» **課題の指示**
1. 控除対象外消費税の文章から、「(2) 次のいずれかに該当す」から「ハ 一の資産に係る控除対象外消費税額等が20万円未満であること。」までを、はじめと終わりの言葉も含めて、そのまま抜き出してください。
2. 控除対象外消費税の文章を読んで、次の問いに答えてください。
(a) 損金経理を条件にその事業年度の損金にできるのは、課税売上割合が何%以上のときですか。
(b) 一の資産に係る控除対象外消費税額等がいくら未満なら、同じ扱いになりますか。
(c) 法人税では、繰延消費税額等をいくつで割りますか。
3. 控除対象外消費税の文章の最後の文に続けて、その先を書いてください。

上記仕訳で「???」とした部分についてですが、通常は「租税公課」又は「雑損失」のいずれかで費用処理し、法人税の計算でも全額損金算入が認められています。

しかし、控除対象外消費税額が以下の要件に該当する場合は、「繰延消費税額等」として資産計上し、一定の方法で均等償却しなければなりません。

資産に係る控除対象外消費税額等は、次のいずれかの方法によって、損金の額又は必要経費に算入します。

(1) その資産の取得価額に算入し、それ以後の事業年度又は年分において償却費などとして損金の額に算入します。
(2) 次のいずれかに該当する場合には、法人税法上は、損金経理を要件としてその事業年度の損金の額に算入し、また、所得税法上は、全額をその年分の必要経費に算入します。
イ その事業年度又は年分の課税売上割合が80%以上であること。
ロ 棚卸資産に係る控除対象外消費税額等であること。
ハ 一の資産に係る控除対象外消費税額等が20万円未満であること。
(3) 上記に該当しない場合には、「繰延消費税額等」として資産計上し、次に掲げる方法によって損金の額又は必要経費に算入します。
イ 法人税
繰延消費税額等を60で除し、これにその事業年度の月数を乗じて計算した金額の範囲内で、その法人が損金経理した金額を損金の額に算入します。
なお、その資産を取得した事業年度においては、上記によって計算した金額の2分の1に相当する金額の範囲内で、その法人が損金経理した金額を損金の額に算入します。
ロ 所得税
繰延消費税額等を60で除し、これにその年において事業所得等を生ずべき業務を行っていた期間の月数を乗じて計算した金額を必要経費に算入します。
なお、その資産を取得した年分においては、上記によって計算した金額の2分の1に相当する金額を必要経費の額に算入します。

» **データ抜粋**
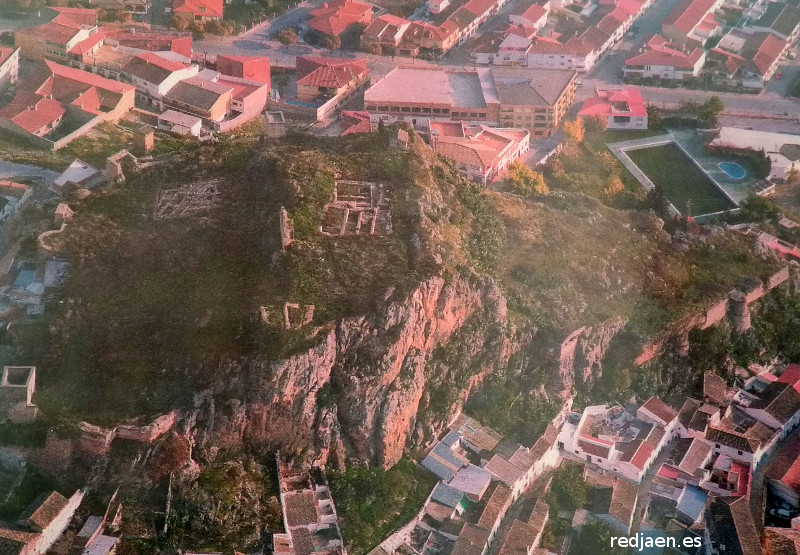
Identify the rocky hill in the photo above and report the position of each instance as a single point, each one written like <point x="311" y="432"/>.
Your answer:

» **解答**
1.
(2) 次のいずれかに該当する場合には、法人税法上は、損金経理を要件としてその事業年度の損金の額に算入し、また、所得税法上は、全額をその年分の必要経費に算入します。
イ その事業年度又は年分の課税売上割合が80%以上であること。
ロ 棚卸資産に係る控除対象外消費税額等であること。
ハ 一の資産に係る控除対象外消費税額等が20万円未満であること。

2.
(a) 80%以上
(b) 20万円未満
(c) 60

3.
「繰延消費税等」に該当するかどうかのポイントは、①取得価額に算入しているか、②課税売上割合が80%以上か、③棚卸資産に係るものか、④個々の資産の控除対象外消費税額が20万円未満かの4点です。

税込経理方式を採用している場合は消費税等を取得価額に算入していることになるため、「繰延消費税等」に該当しません。

上記の取扱いをフローチャートにまとめると、以下のようになります。

繰延消費税額等フローチャート

繰延消費税額等に該当しない場合

繰延消費税額等に該当しない場合は、控除対象外消費税額は「租税公課」又は「雑損失」で処理します。

上述の数値例をもとに仕訳を示すと、次のようになります。

繰延消費税額等に該当しな場合の仕訳

 

繰延消費税額等に該当する場合

繰延消費税額等に該当する場合は、控除対象外消費税額は実務上は「長期前払費用」などの経過勘定として処理します。

なお、タックスアンサーのとおり「繰延消費税額等」の勘定を別個に作って計上しても大丈夫です。

繰延消費税額等に該当する場合の仕訳

繰延消費税額等は、繰延消費税額等×事業年度の月数÷60の範囲内の金額が損金の額に算入されます。

ただし、初年度は上記金額の2分の1までしか損金の額に算入できません。

したがって、初年度と2年目以降の仕訳は以下のようになります。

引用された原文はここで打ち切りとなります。